**Supplied data:**
* * *
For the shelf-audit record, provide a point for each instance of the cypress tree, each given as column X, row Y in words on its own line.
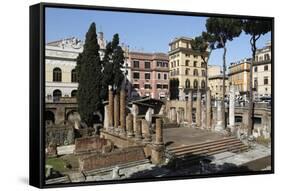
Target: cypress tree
column 89, row 72
column 113, row 63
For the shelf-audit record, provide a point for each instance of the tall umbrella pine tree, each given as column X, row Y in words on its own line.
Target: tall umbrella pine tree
column 223, row 30
column 204, row 44
column 89, row 72
column 113, row 63
column 254, row 28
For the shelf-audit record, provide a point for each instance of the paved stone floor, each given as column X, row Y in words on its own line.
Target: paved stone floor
column 185, row 136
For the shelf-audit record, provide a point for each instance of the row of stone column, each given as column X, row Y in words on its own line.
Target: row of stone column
column 116, row 111
column 203, row 115
column 130, row 125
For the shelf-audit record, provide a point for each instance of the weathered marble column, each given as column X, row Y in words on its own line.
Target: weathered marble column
column 106, row 120
column 181, row 94
column 145, row 131
column 129, row 125
column 203, row 116
column 122, row 112
column 110, row 107
column 116, row 111
column 138, row 130
column 189, row 107
column 135, row 112
column 159, row 132
column 219, row 124
column 208, row 110
column 231, row 108
column 198, row 109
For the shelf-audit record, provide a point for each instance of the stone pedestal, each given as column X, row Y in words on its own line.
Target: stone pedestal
column 198, row 109
column 219, row 124
column 129, row 125
column 181, row 94
column 173, row 115
column 145, row 131
column 123, row 112
column 110, row 107
column 157, row 154
column 135, row 112
column 159, row 132
column 189, row 108
column 106, row 120
column 208, row 110
column 231, row 108
column 138, row 131
column 116, row 111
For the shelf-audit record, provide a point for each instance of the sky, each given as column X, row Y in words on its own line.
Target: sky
column 142, row 32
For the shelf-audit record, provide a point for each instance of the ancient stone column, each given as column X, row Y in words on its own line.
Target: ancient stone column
column 198, row 109
column 129, row 125
column 135, row 112
column 208, row 109
column 145, row 131
column 116, row 111
column 159, row 132
column 173, row 115
column 138, row 131
column 123, row 112
column 203, row 116
column 110, row 107
column 219, row 124
column 231, row 108
column 189, row 107
column 105, row 121
column 181, row 94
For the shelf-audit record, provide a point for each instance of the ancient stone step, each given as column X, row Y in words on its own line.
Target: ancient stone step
column 121, row 166
column 200, row 145
column 201, row 150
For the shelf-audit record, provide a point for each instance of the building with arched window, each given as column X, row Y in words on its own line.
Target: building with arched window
column 60, row 73
column 188, row 64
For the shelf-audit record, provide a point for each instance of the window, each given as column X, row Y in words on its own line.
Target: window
column 265, row 80
column 136, row 64
column 57, row 75
column 195, row 63
column 165, row 76
column 187, row 83
column 266, row 57
column 256, row 69
column 195, row 84
column 147, row 76
column 195, row 72
column 159, row 76
column 74, row 77
column 147, row 64
column 147, row 86
column 203, row 84
column 56, row 95
column 73, row 93
column 137, row 86
column 136, row 75
column 203, row 65
column 203, row 73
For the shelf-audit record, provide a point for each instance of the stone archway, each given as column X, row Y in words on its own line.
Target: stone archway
column 49, row 117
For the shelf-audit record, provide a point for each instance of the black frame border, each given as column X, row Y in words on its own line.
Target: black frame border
column 37, row 93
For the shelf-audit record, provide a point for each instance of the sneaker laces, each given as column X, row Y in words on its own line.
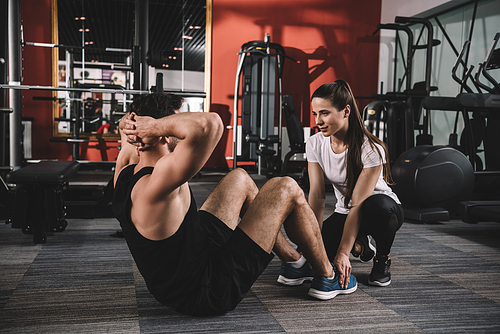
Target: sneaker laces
column 382, row 265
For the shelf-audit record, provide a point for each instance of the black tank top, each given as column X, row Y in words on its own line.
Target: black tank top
column 171, row 267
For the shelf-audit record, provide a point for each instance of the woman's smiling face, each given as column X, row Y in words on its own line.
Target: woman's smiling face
column 328, row 119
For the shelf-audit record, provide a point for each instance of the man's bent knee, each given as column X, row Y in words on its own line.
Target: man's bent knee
column 286, row 186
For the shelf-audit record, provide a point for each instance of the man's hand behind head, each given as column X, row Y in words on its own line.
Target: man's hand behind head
column 140, row 131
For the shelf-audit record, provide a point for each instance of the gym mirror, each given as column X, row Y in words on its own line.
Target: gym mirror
column 95, row 53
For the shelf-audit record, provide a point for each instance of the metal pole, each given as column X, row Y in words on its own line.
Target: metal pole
column 15, row 124
column 142, row 38
column 3, row 92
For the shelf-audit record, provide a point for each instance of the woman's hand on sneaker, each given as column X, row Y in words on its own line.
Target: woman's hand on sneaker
column 344, row 268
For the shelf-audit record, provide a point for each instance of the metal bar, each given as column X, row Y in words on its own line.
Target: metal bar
column 464, row 78
column 98, row 90
column 142, row 39
column 15, row 124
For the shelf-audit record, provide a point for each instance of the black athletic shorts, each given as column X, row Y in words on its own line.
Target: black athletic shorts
column 234, row 264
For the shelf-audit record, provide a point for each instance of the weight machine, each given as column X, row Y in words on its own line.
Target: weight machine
column 260, row 69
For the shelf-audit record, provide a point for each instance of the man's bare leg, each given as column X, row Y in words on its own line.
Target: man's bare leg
column 231, row 198
column 281, row 201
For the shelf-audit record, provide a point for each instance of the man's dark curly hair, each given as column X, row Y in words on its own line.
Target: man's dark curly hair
column 156, row 105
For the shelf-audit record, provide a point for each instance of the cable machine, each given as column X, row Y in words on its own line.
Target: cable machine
column 260, row 69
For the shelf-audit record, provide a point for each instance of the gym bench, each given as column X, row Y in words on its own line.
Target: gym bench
column 38, row 203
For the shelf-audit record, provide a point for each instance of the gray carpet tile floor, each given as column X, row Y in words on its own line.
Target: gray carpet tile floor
column 83, row 280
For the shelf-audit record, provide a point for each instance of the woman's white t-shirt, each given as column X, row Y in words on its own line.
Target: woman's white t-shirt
column 318, row 149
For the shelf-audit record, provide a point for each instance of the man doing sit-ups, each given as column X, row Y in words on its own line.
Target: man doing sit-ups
column 204, row 262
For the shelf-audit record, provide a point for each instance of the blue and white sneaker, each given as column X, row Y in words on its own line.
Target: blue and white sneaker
column 289, row 275
column 325, row 289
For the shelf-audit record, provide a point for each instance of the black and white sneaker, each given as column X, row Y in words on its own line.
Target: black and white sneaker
column 368, row 248
column 380, row 275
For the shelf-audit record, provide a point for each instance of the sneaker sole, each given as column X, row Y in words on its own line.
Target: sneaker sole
column 293, row 281
column 323, row 295
column 377, row 283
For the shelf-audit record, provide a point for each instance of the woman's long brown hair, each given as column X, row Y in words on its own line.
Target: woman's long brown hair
column 340, row 95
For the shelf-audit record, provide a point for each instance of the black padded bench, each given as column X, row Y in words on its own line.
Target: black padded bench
column 38, row 203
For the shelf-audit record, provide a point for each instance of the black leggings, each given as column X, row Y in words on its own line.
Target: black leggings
column 381, row 218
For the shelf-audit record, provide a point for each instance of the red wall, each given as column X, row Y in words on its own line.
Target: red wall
column 330, row 39
column 37, row 71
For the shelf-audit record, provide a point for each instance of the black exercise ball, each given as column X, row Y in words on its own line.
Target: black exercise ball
column 433, row 176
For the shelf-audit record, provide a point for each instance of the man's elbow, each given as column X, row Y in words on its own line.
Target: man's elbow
column 214, row 124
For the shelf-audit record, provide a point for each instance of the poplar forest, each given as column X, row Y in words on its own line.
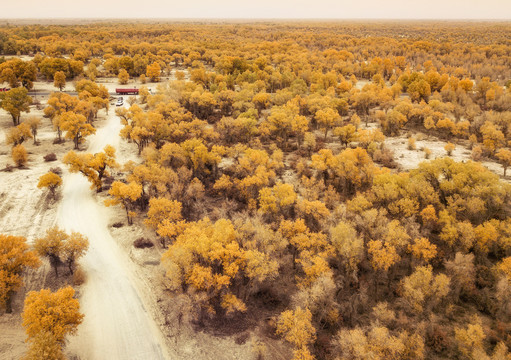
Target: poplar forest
column 273, row 190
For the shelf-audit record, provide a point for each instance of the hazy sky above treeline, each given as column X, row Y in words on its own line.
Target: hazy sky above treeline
column 273, row 9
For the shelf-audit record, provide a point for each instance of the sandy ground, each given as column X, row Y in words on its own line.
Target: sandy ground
column 26, row 211
column 410, row 159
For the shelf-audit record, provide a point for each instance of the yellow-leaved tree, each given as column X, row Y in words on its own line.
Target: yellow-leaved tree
column 51, row 181
column 92, row 166
column 56, row 313
column 59, row 80
column 61, row 248
column 207, row 260
column 126, row 195
column 295, row 326
column 15, row 257
column 164, row 216
column 76, row 127
column 19, row 155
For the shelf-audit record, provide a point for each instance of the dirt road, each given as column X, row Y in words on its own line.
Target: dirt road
column 116, row 324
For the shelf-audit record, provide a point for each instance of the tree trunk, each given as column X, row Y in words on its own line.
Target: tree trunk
column 8, row 302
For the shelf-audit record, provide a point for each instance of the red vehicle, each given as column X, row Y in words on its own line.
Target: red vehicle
column 126, row 91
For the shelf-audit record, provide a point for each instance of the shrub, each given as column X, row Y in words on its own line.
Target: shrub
column 477, row 153
column 142, row 243
column 411, row 143
column 79, row 277
column 427, row 153
column 449, row 148
column 50, row 157
column 19, row 155
column 56, row 170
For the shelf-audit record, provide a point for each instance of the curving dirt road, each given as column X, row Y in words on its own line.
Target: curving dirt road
column 116, row 324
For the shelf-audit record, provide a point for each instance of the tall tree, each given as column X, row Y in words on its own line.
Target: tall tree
column 59, row 80
column 15, row 257
column 16, row 101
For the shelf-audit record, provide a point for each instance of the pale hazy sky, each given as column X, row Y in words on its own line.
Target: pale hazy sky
column 330, row 9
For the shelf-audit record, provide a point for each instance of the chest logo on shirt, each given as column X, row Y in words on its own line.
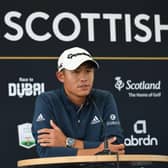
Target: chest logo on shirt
column 95, row 120
column 40, row 118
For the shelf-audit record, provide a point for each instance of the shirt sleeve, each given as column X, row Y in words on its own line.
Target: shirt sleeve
column 41, row 119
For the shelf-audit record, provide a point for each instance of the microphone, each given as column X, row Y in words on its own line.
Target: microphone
column 106, row 150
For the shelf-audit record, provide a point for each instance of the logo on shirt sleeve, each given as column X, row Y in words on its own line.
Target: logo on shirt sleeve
column 40, row 118
column 95, row 120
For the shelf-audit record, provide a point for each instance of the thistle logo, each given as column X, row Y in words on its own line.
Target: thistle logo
column 119, row 83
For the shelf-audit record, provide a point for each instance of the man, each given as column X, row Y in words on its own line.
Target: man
column 76, row 119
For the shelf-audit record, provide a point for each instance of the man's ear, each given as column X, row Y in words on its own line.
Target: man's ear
column 60, row 76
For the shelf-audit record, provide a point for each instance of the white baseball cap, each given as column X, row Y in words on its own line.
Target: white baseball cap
column 72, row 58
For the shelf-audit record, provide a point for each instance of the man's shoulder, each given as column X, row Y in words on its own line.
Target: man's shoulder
column 50, row 94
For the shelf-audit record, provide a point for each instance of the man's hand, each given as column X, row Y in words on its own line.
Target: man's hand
column 51, row 137
column 116, row 148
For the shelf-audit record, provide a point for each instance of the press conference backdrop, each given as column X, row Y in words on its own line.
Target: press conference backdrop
column 128, row 38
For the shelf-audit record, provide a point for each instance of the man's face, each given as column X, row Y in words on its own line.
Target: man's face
column 78, row 82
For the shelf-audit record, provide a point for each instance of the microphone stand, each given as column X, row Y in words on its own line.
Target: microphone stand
column 106, row 150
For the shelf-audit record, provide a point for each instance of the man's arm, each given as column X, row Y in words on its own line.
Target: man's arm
column 55, row 138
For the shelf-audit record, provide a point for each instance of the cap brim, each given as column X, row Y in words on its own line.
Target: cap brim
column 75, row 64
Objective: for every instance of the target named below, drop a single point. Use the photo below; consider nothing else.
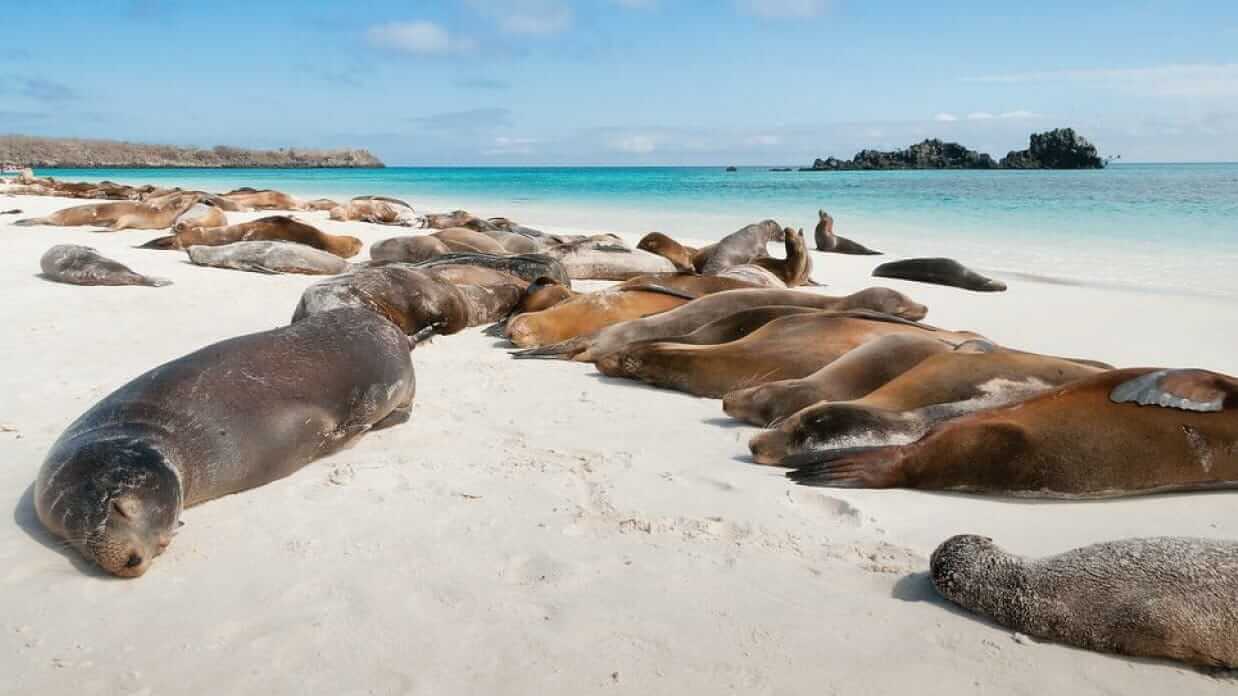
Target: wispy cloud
(1200, 79)
(419, 37)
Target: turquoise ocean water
(1164, 227)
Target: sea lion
(698, 312)
(1121, 432)
(1161, 597)
(232, 416)
(974, 375)
(115, 217)
(939, 271)
(785, 348)
(84, 265)
(740, 247)
(412, 299)
(269, 258)
(851, 377)
(272, 228)
(830, 242)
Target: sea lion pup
(123, 214)
(269, 258)
(785, 348)
(592, 311)
(264, 200)
(700, 312)
(272, 228)
(1163, 597)
(412, 299)
(976, 375)
(677, 254)
(228, 417)
(1091, 439)
(851, 377)
(827, 240)
(84, 265)
(740, 247)
(939, 271)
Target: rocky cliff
(50, 152)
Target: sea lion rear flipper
(1185, 389)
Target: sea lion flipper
(1184, 389)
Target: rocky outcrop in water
(64, 152)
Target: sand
(537, 528)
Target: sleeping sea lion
(232, 416)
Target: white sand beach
(536, 528)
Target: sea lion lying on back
(83, 265)
(1163, 597)
(698, 312)
(974, 375)
(827, 240)
(274, 228)
(1119, 432)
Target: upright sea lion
(974, 375)
(228, 417)
(83, 265)
(1091, 439)
(851, 377)
(939, 271)
(700, 312)
(830, 242)
(124, 214)
(1161, 597)
(269, 258)
(740, 247)
(274, 228)
(785, 348)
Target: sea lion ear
(1189, 390)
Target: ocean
(1164, 228)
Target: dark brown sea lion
(125, 214)
(1161, 597)
(740, 247)
(830, 242)
(83, 265)
(939, 271)
(851, 377)
(786, 348)
(272, 228)
(700, 312)
(414, 299)
(232, 416)
(1091, 439)
(976, 375)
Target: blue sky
(516, 82)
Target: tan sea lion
(1161, 597)
(785, 348)
(83, 265)
(827, 240)
(851, 377)
(698, 312)
(272, 228)
(1121, 432)
(232, 416)
(974, 375)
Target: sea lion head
(124, 504)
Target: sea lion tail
(561, 351)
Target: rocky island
(67, 152)
(1061, 149)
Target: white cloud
(1200, 79)
(421, 37)
(784, 8)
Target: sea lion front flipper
(1185, 389)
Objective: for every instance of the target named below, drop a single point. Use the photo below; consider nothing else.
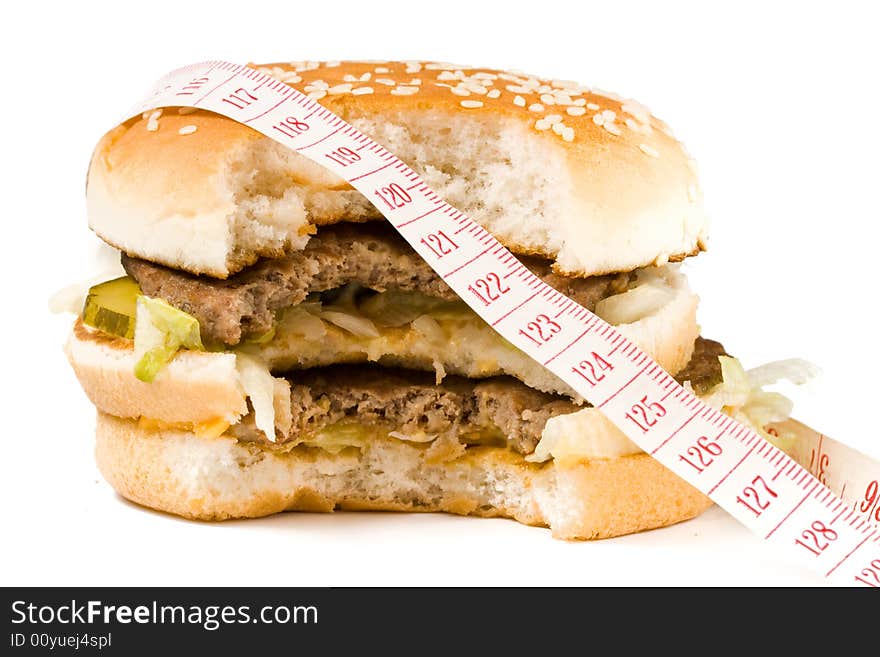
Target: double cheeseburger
(275, 345)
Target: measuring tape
(806, 510)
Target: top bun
(588, 180)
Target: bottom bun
(222, 478)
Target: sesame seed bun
(588, 180)
(221, 478)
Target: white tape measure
(769, 492)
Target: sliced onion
(419, 437)
(354, 324)
(634, 304)
(429, 329)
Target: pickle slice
(110, 306)
(160, 331)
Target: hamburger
(275, 345)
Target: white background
(780, 107)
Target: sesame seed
(611, 127)
(474, 87)
(153, 121)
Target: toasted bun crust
(584, 178)
(203, 386)
(219, 478)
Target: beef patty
(373, 255)
(498, 410)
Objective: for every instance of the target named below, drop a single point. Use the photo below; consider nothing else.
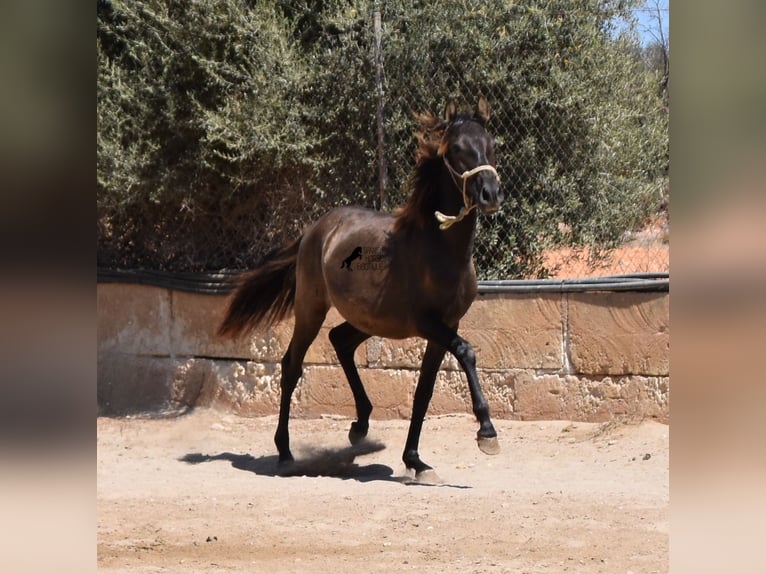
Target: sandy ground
(202, 493)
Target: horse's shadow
(336, 463)
(333, 463)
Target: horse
(355, 254)
(421, 285)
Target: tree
(225, 126)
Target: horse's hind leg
(423, 393)
(305, 332)
(345, 338)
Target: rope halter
(446, 221)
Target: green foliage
(225, 126)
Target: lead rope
(447, 221)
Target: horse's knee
(464, 352)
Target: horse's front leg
(466, 357)
(345, 338)
(423, 393)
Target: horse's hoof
(428, 476)
(488, 445)
(355, 435)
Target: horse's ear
(482, 110)
(450, 111)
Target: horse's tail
(265, 295)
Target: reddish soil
(645, 251)
(560, 497)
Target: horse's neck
(459, 238)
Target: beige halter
(447, 221)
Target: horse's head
(468, 151)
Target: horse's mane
(420, 204)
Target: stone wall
(572, 356)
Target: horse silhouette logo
(355, 254)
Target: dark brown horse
(421, 280)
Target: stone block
(516, 331)
(129, 384)
(619, 333)
(133, 319)
(569, 397)
(244, 387)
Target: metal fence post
(382, 176)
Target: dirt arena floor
(202, 493)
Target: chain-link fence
(581, 142)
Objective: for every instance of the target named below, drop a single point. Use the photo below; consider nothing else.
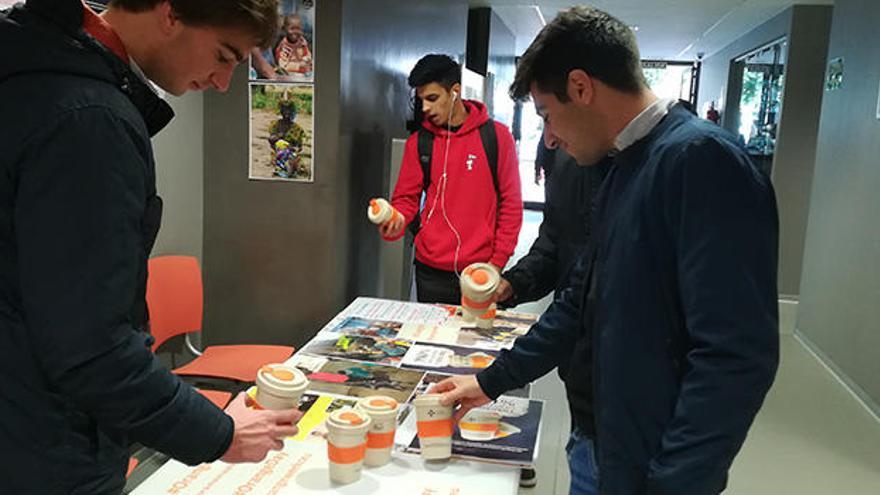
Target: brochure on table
(301, 468)
(398, 349)
(366, 351)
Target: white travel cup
(380, 439)
(347, 443)
(434, 422)
(478, 284)
(280, 386)
(380, 211)
(479, 425)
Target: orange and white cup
(478, 282)
(380, 211)
(479, 425)
(435, 427)
(380, 439)
(347, 443)
(280, 386)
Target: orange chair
(218, 398)
(174, 299)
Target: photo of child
(290, 57)
(281, 130)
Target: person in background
(471, 213)
(79, 216)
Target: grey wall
(502, 64)
(840, 288)
(806, 28)
(179, 177)
(274, 252)
(796, 139)
(282, 258)
(714, 73)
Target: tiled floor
(811, 437)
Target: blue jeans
(582, 465)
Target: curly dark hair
(580, 38)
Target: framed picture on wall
(281, 132)
(291, 55)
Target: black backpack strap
(490, 146)
(426, 149)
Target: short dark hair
(580, 38)
(437, 68)
(257, 17)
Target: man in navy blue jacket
(670, 318)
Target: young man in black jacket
(78, 216)
(669, 321)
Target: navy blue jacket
(671, 318)
(78, 216)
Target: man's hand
(392, 227)
(503, 292)
(463, 390)
(257, 432)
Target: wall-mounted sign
(281, 132)
(834, 78)
(282, 91)
(291, 56)
(653, 64)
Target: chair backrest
(174, 297)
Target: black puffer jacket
(565, 231)
(78, 217)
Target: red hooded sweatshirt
(488, 229)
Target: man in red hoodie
(466, 218)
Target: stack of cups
* * *
**To do:**
Starting at the line that contains "Target: dark brown horse", extract each line through the last line of the material exactly as written, and include no pictures.

**Task response:**
Target: dark brown horse
(421, 280)
Target: stone block
(516, 331)
(129, 384)
(619, 333)
(133, 319)
(569, 397)
(244, 387)
Target: metal fence post
(382, 176)
Target: dirt arena floor
(202, 493)
Target: chain-link fence
(581, 142)
Objective: for every instance of the target named below, drop a single point. Use the photo below; consider nothing else.
Target: brochure on table
(301, 468)
(398, 349)
(366, 351)
Target: white travel cup
(380, 439)
(347, 443)
(434, 422)
(478, 284)
(280, 386)
(380, 211)
(479, 425)
Target: orange and white cup
(478, 282)
(380, 211)
(479, 425)
(435, 427)
(380, 439)
(347, 443)
(280, 386)
Target: orange chair
(218, 398)
(174, 299)
Target: photo of child
(290, 57)
(281, 130)
Target: person in background
(471, 213)
(79, 216)
Target: grey wall
(502, 64)
(840, 288)
(806, 28)
(179, 177)
(274, 252)
(796, 139)
(282, 258)
(714, 73)
Target: tiled floor
(811, 437)
Target: blue jeans
(582, 465)
Target: curly dark hair
(580, 38)
Target: framed picture on wall
(281, 132)
(291, 55)
Target: black backpack strap
(490, 146)
(426, 149)
Target: short dark hair
(580, 38)
(437, 68)
(257, 17)
Target: man in navy blue jacket
(670, 318)
Target: young man in black jacket
(78, 216)
(669, 321)
Target: navy blue jacket
(671, 318)
(78, 216)
Target: man's hand
(392, 227)
(503, 292)
(463, 390)
(257, 432)
Target: wall-mounted sign
(281, 132)
(834, 78)
(282, 91)
(291, 56)
(653, 64)
Target: chair backrest
(174, 297)
Target: black puffer jacket
(565, 231)
(78, 217)
Target: red hooded sweatshirt
(488, 229)
Target: man in red hoodie
(466, 218)
Target: stack of cups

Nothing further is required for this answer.